# Exercise description
Find each line in the records below that contains the string "shirt" and copy it. Matching is case-sensitive.

Start

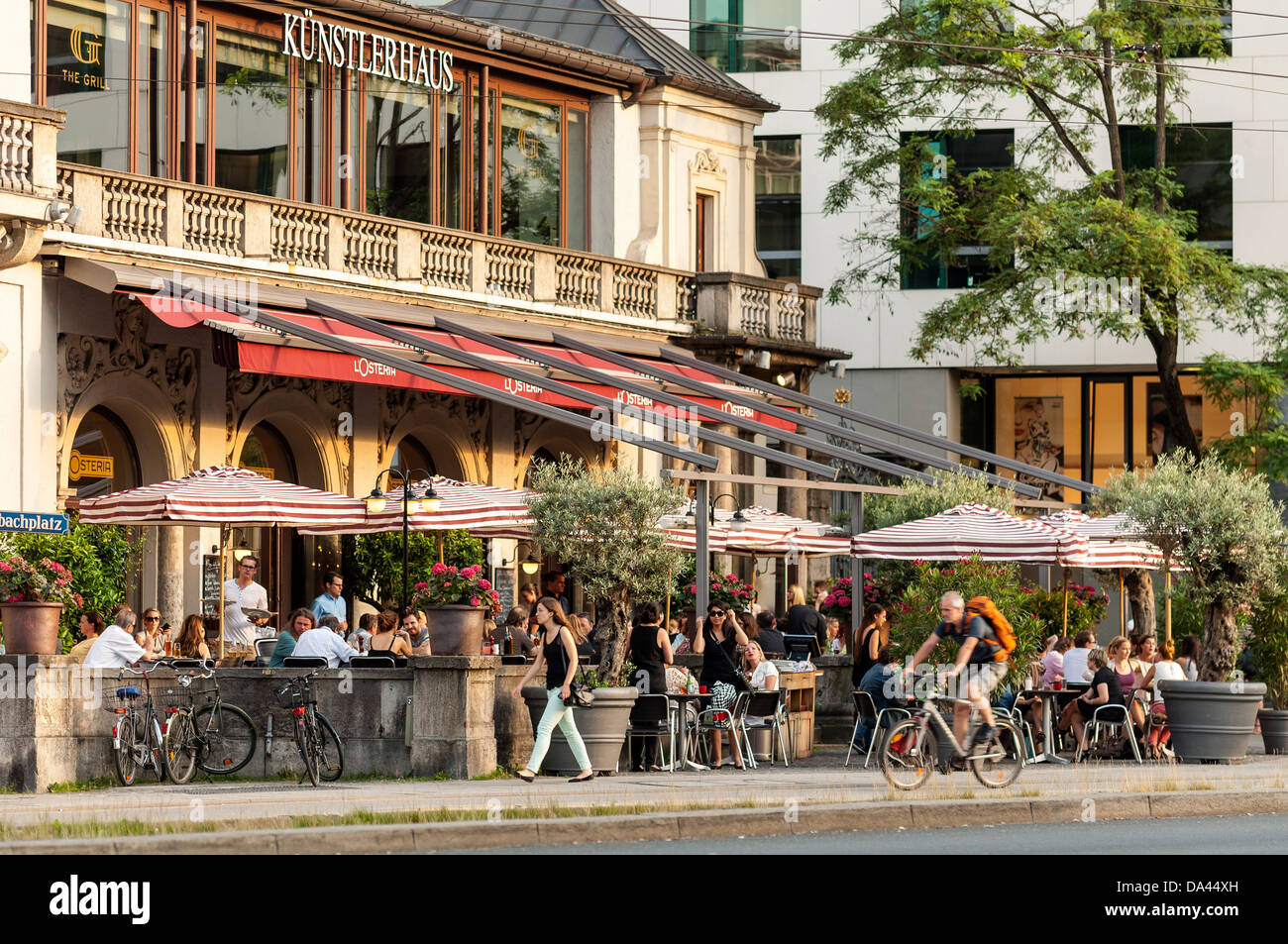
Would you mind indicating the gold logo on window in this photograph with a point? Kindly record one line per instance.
(86, 50)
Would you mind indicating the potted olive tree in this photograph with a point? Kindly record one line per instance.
(601, 524)
(1225, 530)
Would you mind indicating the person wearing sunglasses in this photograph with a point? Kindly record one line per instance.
(240, 594)
(717, 644)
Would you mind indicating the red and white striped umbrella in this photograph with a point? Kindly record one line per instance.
(223, 494)
(483, 510)
(1111, 540)
(971, 528)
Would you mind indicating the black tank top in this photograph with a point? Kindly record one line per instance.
(557, 660)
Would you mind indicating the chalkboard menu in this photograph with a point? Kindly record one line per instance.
(210, 583)
(502, 581)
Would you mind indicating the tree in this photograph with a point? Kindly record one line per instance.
(1223, 527)
(1074, 248)
(601, 524)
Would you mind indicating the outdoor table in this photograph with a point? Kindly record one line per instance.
(1051, 715)
(683, 698)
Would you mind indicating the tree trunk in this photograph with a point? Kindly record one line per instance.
(1170, 384)
(613, 635)
(1220, 642)
(1140, 596)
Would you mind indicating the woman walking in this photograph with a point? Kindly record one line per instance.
(557, 651)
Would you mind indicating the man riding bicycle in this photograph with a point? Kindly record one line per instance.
(977, 653)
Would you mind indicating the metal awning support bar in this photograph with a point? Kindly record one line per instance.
(487, 364)
(831, 429)
(683, 402)
(425, 372)
(868, 420)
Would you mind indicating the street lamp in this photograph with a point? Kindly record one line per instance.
(411, 505)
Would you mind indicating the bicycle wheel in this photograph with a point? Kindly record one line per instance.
(156, 747)
(226, 736)
(307, 739)
(180, 747)
(127, 765)
(907, 754)
(999, 763)
(331, 751)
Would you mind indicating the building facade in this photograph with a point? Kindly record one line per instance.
(1083, 407)
(382, 158)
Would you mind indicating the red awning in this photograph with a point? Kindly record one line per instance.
(244, 346)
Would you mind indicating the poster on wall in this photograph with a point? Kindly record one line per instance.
(1160, 439)
(1039, 439)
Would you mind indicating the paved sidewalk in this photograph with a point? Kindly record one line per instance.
(818, 781)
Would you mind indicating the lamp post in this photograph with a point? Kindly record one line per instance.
(428, 500)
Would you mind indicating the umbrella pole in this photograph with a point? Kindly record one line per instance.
(1064, 629)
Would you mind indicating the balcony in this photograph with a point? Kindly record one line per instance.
(179, 223)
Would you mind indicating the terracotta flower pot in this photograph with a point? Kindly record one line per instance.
(31, 627)
(455, 630)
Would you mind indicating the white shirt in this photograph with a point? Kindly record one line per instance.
(322, 642)
(1166, 672)
(765, 672)
(237, 627)
(1076, 666)
(115, 648)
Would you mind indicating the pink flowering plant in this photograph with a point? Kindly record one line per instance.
(40, 581)
(729, 591)
(454, 586)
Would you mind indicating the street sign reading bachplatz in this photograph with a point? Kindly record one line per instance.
(34, 522)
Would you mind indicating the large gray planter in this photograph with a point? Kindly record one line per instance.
(1274, 730)
(1212, 720)
(601, 726)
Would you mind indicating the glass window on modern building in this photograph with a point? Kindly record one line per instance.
(778, 205)
(958, 157)
(1201, 157)
(747, 35)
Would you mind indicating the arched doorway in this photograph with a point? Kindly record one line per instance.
(104, 459)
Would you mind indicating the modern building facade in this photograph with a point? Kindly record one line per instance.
(1083, 407)
(381, 158)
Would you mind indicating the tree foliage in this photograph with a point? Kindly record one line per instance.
(601, 524)
(1060, 217)
(1223, 527)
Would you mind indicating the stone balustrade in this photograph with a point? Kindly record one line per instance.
(304, 239)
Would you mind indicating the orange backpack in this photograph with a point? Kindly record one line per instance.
(1003, 631)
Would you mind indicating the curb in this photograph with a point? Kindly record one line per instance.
(436, 837)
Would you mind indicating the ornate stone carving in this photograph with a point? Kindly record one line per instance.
(84, 360)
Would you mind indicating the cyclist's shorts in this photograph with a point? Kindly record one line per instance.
(987, 675)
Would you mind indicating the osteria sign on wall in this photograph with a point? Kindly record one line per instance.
(312, 40)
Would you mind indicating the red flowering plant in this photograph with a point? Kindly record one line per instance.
(43, 581)
(728, 591)
(452, 586)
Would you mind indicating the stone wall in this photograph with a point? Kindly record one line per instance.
(433, 716)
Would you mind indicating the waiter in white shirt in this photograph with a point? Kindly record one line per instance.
(240, 594)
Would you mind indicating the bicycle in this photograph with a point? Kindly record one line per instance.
(138, 739)
(314, 738)
(205, 732)
(912, 749)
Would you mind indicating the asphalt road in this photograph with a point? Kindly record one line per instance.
(1201, 836)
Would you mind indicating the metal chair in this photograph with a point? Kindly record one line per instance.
(651, 717)
(720, 720)
(1112, 717)
(765, 706)
(866, 710)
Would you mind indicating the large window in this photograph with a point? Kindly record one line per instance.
(747, 35)
(1201, 157)
(778, 205)
(958, 157)
(531, 154)
(88, 67)
(252, 119)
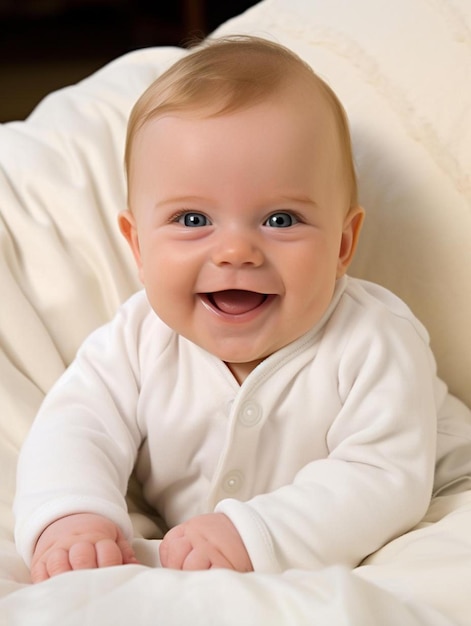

End

# Worked solution
Would you mind indicating the white shirt in this photograph with a point? Kindly record one line per instance.
Would you mind indicating the waiter in white shirt in this photograph with a point? Kindly record one line per instance.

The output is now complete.